= FRAGMENTO =
O los cocodrilos: Hablemos ahora de la naturaleza del cocodrilo, animal que pasa cuatro meses sin comer en el rigor del invierno y que, siendo cuadrúpedo, sin embargo es anfibio… No se conoce animal que de tanta pequeñez llegue a tal magnitud, pues los huevos que ponen no exceden en tamaño a los de un ganso, saliendo a proporción de ellos en su pequeñez el joven cocodrilo, el cual crece después de modo que llega a ser de diecisiete codos y a veces mayor. Tienen los ojos como el cerdo, los dientes grandes salidos hacia fuera… Mientras huye de él todo pájaro o animal, sólo el reyezuelo es su amigo… pues al momento de salir del agua el cocodrilo y de abrir su boca en un bostezo, se le mete en ella el reyezuelo y le va comiendo los insectos, mientras que la bestia no lo daña por el gusto y satisfacción que de él recibe.

No me percaté enseguida de estos gatos y cocodrilos. Aparecieron sólo en una de las lecturas de turno, cuando de repente vi con horror cómo, presas de un rapto de locura, los gatos se lanzaban a las llamas y, sentado a orillas del Nilo, me pareció ver las fauces abiertas de un cocodrilo en las que campaba por sus respetos un pajarillo tan diminuto como intrépido. Pues el libro del griego, al igual que toda gran obra, hay que leerlo repetidas veces: cada nueva lectura desvelará entonces nuevas capas, contenidos distintos, no vistos antes, nuevos sentidos e imágenes. Pues todo gran libro contiene varios libros, sólo que hay que llegar a ellos, descubrirlos, profundizarlos y asumirlos.

Datos de señalamiento de regiones:
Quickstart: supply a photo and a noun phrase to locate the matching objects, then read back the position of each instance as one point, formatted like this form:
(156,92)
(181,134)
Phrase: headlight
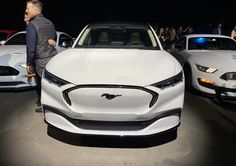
(54,79)
(206,69)
(229,76)
(8,71)
(170,81)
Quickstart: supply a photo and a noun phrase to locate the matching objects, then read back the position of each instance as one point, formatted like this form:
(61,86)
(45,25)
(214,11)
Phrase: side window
(181,43)
(65,41)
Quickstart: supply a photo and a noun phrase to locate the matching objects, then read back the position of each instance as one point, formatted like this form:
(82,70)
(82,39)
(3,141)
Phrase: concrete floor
(206,137)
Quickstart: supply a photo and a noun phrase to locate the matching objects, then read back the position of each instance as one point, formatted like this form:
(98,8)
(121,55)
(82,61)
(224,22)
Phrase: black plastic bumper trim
(111,125)
(67,91)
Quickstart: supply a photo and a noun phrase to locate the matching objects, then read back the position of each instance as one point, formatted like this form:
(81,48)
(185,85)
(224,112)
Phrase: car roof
(206,35)
(119,24)
(58,32)
(7,31)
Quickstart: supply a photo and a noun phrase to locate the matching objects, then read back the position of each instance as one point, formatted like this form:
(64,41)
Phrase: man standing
(38,31)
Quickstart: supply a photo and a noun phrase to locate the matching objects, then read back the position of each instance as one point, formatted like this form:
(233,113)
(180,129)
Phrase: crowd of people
(170,34)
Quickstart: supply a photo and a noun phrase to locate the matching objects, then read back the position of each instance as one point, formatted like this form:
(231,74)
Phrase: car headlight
(229,76)
(170,81)
(206,69)
(54,79)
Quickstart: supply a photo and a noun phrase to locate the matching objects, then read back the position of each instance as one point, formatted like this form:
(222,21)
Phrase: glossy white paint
(139,68)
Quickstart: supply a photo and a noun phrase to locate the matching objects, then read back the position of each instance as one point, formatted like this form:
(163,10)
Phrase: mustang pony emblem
(109,96)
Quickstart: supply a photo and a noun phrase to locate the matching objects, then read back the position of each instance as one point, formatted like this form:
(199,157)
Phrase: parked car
(13,75)
(5,34)
(209,63)
(115,80)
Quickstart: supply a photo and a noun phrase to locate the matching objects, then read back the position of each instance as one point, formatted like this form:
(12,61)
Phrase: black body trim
(111,125)
(67,91)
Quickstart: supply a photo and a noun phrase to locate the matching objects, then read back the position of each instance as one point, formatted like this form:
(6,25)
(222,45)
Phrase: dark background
(72,15)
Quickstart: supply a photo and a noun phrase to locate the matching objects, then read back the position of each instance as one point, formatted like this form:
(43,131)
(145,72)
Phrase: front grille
(8,71)
(112,125)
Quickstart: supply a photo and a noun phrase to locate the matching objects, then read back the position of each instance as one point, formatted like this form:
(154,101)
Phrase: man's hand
(29,69)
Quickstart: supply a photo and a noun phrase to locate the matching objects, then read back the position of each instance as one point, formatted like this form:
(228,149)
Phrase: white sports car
(115,80)
(13,75)
(209,63)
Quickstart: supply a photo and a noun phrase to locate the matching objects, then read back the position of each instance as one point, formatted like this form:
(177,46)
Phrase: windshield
(211,43)
(118,37)
(18,39)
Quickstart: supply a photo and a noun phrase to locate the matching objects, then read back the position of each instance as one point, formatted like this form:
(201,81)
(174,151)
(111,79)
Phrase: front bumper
(221,93)
(163,122)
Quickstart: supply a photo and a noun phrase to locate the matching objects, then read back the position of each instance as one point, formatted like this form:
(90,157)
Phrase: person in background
(233,33)
(27,19)
(38,31)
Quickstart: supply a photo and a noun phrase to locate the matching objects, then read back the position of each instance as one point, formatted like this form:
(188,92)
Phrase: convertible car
(115,80)
(13,75)
(209,63)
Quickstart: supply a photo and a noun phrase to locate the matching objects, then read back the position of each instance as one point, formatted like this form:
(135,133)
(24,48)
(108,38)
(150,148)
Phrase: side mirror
(2,42)
(66,45)
(179,47)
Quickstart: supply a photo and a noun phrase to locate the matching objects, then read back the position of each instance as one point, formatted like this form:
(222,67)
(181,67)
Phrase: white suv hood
(113,66)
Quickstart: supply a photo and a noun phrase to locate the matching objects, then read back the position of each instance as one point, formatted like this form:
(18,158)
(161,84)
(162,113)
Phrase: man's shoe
(38,109)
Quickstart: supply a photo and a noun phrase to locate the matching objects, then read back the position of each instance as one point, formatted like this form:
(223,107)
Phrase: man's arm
(31,40)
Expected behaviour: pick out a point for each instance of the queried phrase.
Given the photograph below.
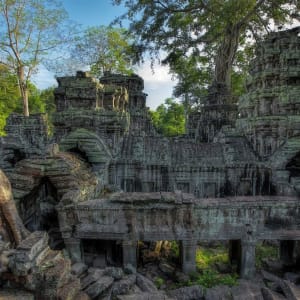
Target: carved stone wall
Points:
(269, 111)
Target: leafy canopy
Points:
(101, 49)
(204, 40)
(10, 98)
(169, 118)
(30, 30)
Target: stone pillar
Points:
(287, 251)
(188, 256)
(235, 253)
(73, 247)
(129, 253)
(247, 263)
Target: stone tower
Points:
(269, 111)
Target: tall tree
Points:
(9, 95)
(169, 118)
(101, 49)
(213, 27)
(29, 30)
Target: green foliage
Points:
(158, 281)
(169, 118)
(102, 49)
(10, 99)
(265, 251)
(208, 257)
(29, 31)
(175, 251)
(9, 96)
(204, 41)
(210, 278)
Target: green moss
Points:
(207, 257)
(264, 251)
(158, 281)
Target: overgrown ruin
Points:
(106, 179)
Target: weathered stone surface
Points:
(246, 290)
(145, 296)
(290, 290)
(221, 292)
(124, 285)
(145, 284)
(292, 277)
(12, 294)
(78, 269)
(93, 276)
(187, 293)
(116, 273)
(100, 286)
(271, 295)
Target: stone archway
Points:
(91, 148)
(41, 184)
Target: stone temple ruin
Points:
(106, 179)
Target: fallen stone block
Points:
(99, 287)
(78, 269)
(145, 284)
(188, 293)
(124, 285)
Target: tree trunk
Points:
(226, 55)
(23, 90)
(10, 213)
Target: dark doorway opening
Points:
(38, 212)
(102, 253)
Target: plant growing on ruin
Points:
(169, 118)
(210, 33)
(29, 31)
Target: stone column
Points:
(287, 251)
(247, 263)
(73, 247)
(188, 256)
(129, 253)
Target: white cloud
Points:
(158, 83)
(44, 78)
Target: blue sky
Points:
(158, 86)
(92, 12)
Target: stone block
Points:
(99, 287)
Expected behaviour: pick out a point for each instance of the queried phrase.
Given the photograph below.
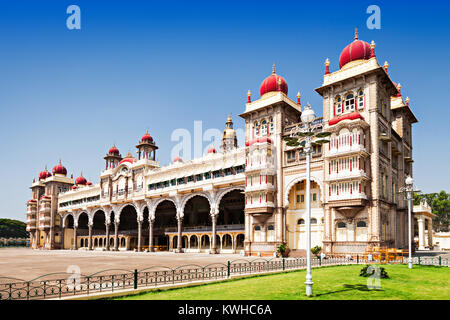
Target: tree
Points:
(10, 228)
(440, 206)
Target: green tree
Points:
(10, 228)
(440, 206)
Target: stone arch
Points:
(299, 178)
(223, 193)
(155, 205)
(64, 217)
(79, 214)
(192, 195)
(123, 206)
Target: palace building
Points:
(251, 199)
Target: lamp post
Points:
(308, 133)
(408, 191)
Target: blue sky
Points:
(161, 65)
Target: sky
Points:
(161, 65)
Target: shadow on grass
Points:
(350, 287)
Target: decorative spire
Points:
(372, 49)
(386, 66)
(327, 66)
(399, 88)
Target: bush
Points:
(316, 250)
(366, 273)
(281, 249)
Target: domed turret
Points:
(81, 180)
(128, 158)
(44, 174)
(229, 138)
(59, 169)
(357, 50)
(273, 83)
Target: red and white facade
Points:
(251, 199)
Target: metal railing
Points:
(59, 285)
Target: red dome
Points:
(147, 137)
(357, 50)
(44, 174)
(258, 140)
(272, 83)
(129, 160)
(349, 116)
(59, 169)
(114, 150)
(81, 180)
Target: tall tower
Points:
(112, 158)
(229, 139)
(265, 119)
(146, 147)
(361, 178)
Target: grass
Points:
(330, 283)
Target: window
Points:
(342, 225)
(361, 99)
(350, 102)
(264, 127)
(338, 105)
(361, 224)
(256, 125)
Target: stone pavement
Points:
(26, 264)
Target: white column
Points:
(421, 225)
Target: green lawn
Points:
(330, 283)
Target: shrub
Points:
(281, 249)
(316, 250)
(366, 273)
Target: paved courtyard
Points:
(26, 264)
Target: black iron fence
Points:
(59, 285)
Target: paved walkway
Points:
(26, 264)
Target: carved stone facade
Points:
(251, 199)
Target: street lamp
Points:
(408, 191)
(307, 131)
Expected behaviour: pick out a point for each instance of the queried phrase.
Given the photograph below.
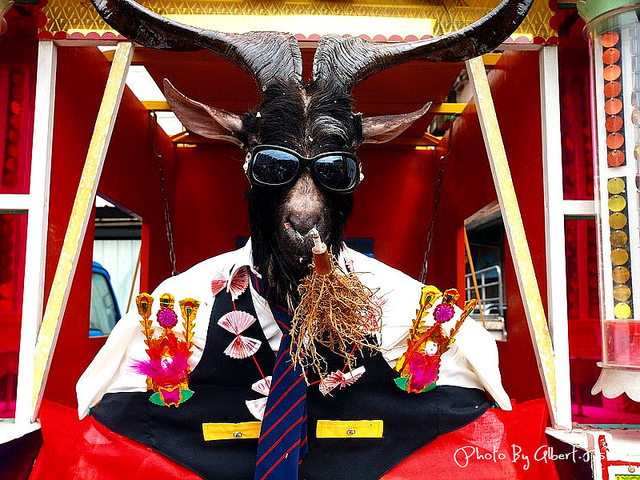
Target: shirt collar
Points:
(244, 258)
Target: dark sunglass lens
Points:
(336, 172)
(274, 167)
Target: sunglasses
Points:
(274, 166)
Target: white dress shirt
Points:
(472, 360)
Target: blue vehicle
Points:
(104, 304)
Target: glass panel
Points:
(115, 279)
(13, 236)
(486, 235)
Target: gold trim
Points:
(349, 429)
(231, 431)
(79, 15)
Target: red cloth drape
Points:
(483, 450)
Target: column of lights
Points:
(11, 173)
(12, 164)
(616, 186)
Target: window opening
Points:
(486, 234)
(116, 265)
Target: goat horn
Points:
(266, 56)
(349, 60)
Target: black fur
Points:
(310, 122)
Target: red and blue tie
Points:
(283, 437)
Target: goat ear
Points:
(204, 120)
(387, 127)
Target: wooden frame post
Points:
(514, 228)
(80, 214)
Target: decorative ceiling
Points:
(402, 19)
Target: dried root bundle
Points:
(336, 311)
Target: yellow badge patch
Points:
(349, 429)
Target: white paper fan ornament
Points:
(237, 322)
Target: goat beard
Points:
(276, 256)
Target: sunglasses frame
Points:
(303, 162)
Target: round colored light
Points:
(615, 158)
(617, 220)
(615, 140)
(621, 293)
(617, 203)
(613, 106)
(11, 164)
(609, 39)
(615, 186)
(620, 274)
(619, 256)
(611, 55)
(613, 123)
(612, 89)
(611, 72)
(622, 310)
(619, 238)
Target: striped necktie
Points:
(283, 437)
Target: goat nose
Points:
(303, 223)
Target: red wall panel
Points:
(468, 187)
(130, 178)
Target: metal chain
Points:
(434, 215)
(153, 125)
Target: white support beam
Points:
(80, 214)
(554, 229)
(516, 236)
(38, 204)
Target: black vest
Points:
(222, 384)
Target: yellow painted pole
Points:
(473, 276)
(515, 230)
(80, 214)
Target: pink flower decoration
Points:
(171, 397)
(423, 371)
(167, 318)
(443, 312)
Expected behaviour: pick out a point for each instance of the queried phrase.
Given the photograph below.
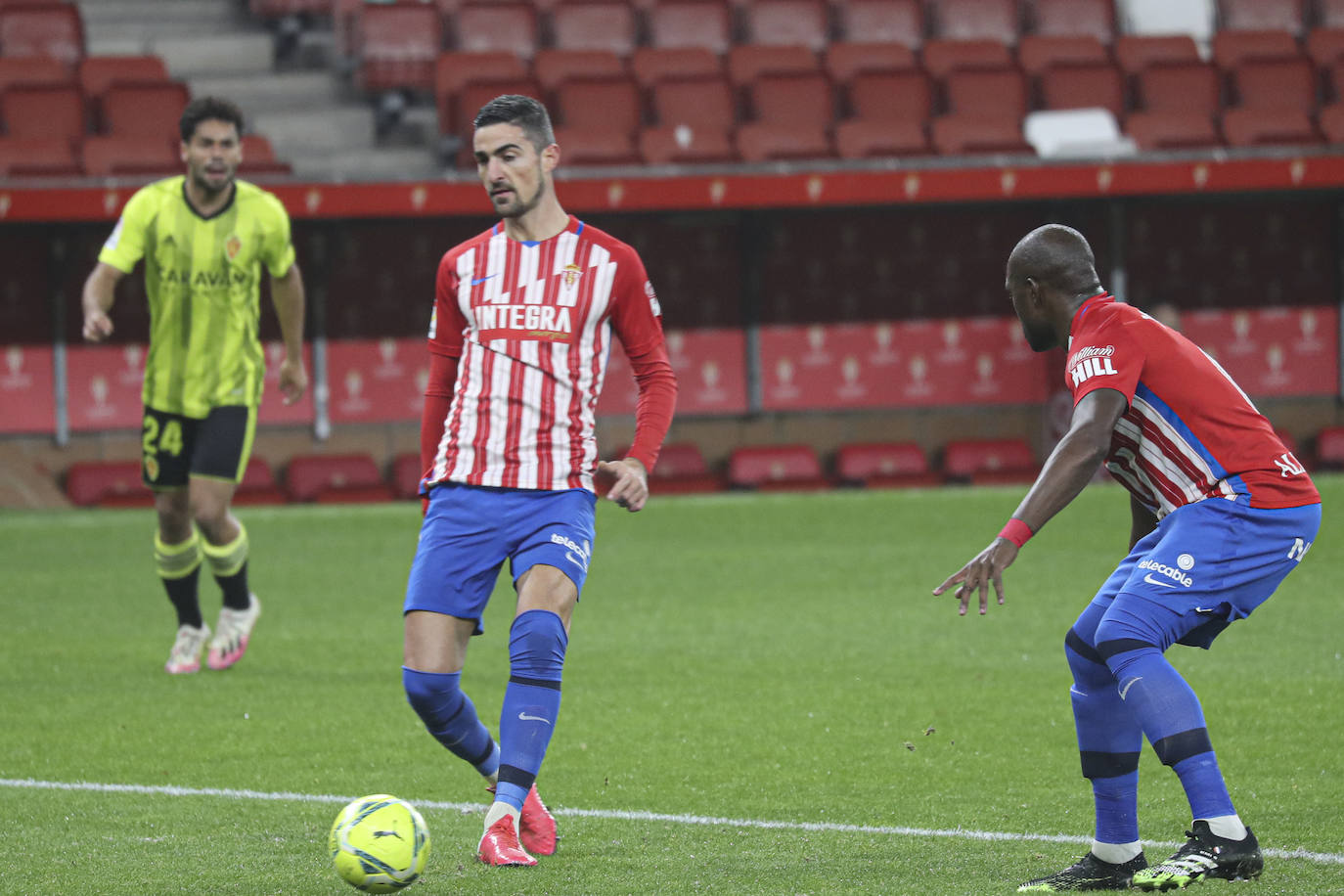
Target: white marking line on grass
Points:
(761, 824)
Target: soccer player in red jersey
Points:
(1222, 512)
(523, 323)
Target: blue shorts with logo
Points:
(1203, 567)
(470, 531)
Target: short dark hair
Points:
(207, 109)
(524, 112)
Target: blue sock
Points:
(1109, 741)
(449, 715)
(531, 701)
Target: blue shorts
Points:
(470, 531)
(1203, 567)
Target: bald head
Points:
(1058, 258)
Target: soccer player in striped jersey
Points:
(203, 238)
(523, 323)
(1222, 512)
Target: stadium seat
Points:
(38, 157)
(884, 465)
(650, 65)
(1093, 19)
(977, 21)
(1257, 15)
(398, 46)
(1276, 83)
(335, 478)
(1329, 448)
(1038, 53)
(747, 62)
(988, 461)
(901, 22)
(107, 484)
(1172, 129)
(107, 156)
(776, 468)
(844, 60)
(606, 25)
(1136, 53)
(944, 57)
(786, 23)
(43, 111)
(1269, 126)
(143, 108)
(1084, 86)
(511, 27)
(51, 31)
(554, 67)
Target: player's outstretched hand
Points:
(988, 565)
(626, 482)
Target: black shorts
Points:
(176, 448)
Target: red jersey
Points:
(1189, 431)
(530, 328)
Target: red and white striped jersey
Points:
(531, 326)
(1189, 431)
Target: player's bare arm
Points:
(288, 294)
(100, 291)
(1067, 470)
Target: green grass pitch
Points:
(761, 696)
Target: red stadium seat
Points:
(107, 484)
(1075, 19)
(1258, 15)
(335, 478)
(901, 22)
(978, 21)
(605, 25)
(988, 461)
(53, 31)
(1136, 53)
(130, 155)
(786, 23)
(1084, 86)
(747, 62)
(1038, 53)
(398, 46)
(844, 60)
(143, 108)
(650, 65)
(43, 111)
(554, 67)
(884, 465)
(1172, 129)
(691, 23)
(776, 468)
(511, 27)
(38, 157)
(1269, 126)
(945, 57)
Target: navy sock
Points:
(531, 701)
(450, 716)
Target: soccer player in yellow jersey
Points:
(203, 238)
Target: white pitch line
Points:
(761, 824)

= INSTRUCCIONES =
A. Transcribe del fragmento sobre los cocodrilos el pasaje que comienza en "No me percaté" y termina en "profundizarlos y asumirlos.".
B. Responde estas preguntas sobre el fragmento sobre los cocodrilos:
(i) ¿Cuántos meses pasa el cocodrilo sin comer en el rigor del invierno?
(ii) ¿Qué pájaro es el único amigo del cocodrilo?
(iii) ¿Cuántas veces hay que leer el libro del griego?
C. Sigue escribiendo el fragmento sobre los cocodrilos a partir de su última oración.

= RESPUESTAS POR CONSIGNA =
A.
No me percaté enseguida de estos gatos y cocodrilos. Aparecieron sólo en una de las lecturas de turno, cuando de repente vi con horror cómo, presas de un rapto de locura, los gatos se lanzaban a las llamas y, sentado a orillas del Nilo, me pareció ver las fauces abiertas de un cocodrilo en las que campaba por sus respetos un pajarillo tan diminuto como intrépido. Pues el libro del griego, al igual que toda gran obra, hay que leerlo repetidas veces: cada nueva lectura desvelará entonces nuevas capas, contenidos distintos, no vistos antes, nuevos sentidos e imágenes. Pues todo gran libro contiene varios libros, sólo que hay que llegar a ellos, descubrirlos, profundizarlos y asumirlos.

B.
(i) Cuatro meses.
(ii) El reyezuelo.
(iii) Repetidas veces.

C.
Heródoto vive la vida en toda su plenitud, no le incomoda la ausencia del teléfono y del avión, ni siquiera le puede preocupar el hecho de no tener una bicicleta. Estos objetos tardarán aún miles de años en aparecer, pero no importa, no cree que podrían serle de utilidad, se las apaña estupendamente sin ellos. La vida del mundo y de él mismo tienen su propia fuerza, una energía autosuficiente e inagotable. Él la percibe y ella le da alas. Seguro que por eso mismo debió de ser un hombre afable, relajado, bien dispuesto hacia el prójimo, pues sólo ante personas así los extraños desvelan sus misterios. No se abrirían ante un personaje sombrío, cerrado; las naturalezas lúgubres despiertan en los demás un deseo de apartarse, una necesidad de distanciarse e, incluso, infunden miedo. Si Heródoto hubiera tenido semejante carácter, no habría podido hacer lo que hizo y nosotros no tendríamos su obra.

A menudo pensé en todo esto, sintiendo al mismo tiempo —no sin asombro y aun con cierta inquietud— que a medida que me adentraba en la lectura de su Historia se producía en mi interior un proceso emocional e intelectual de identificación con aquel mundo y aquellos acontecimientos que evocaba nuestro griego. Me sobresaltaba más la destrucción de Atenas que el golpe de Estado que acababa de producirse en Sudán y el hundimiento de la flota persa me resultaba mucho más trágico que la revuelta de turno en las filas del ejército congoleño. El mundo vivido no sólo se limitaba a África, sobre la cual debía escribir como corresponsal de una agencia de prensa, sino también aquel otro, remoto, que había desaparecido hacía cientos de años.

De manera que no había nada extraño en que, sentado en la terraza del Hotel Sea View de Dar es Salam durante una bochornosa noche tropical, pensase en los soldados de Mardonio azotados por el frío de Tesalia, los cuales, en una tarde gélida —era invierno en Europa—, intentaban calentarse las manos entumecidas junto a una hoguera.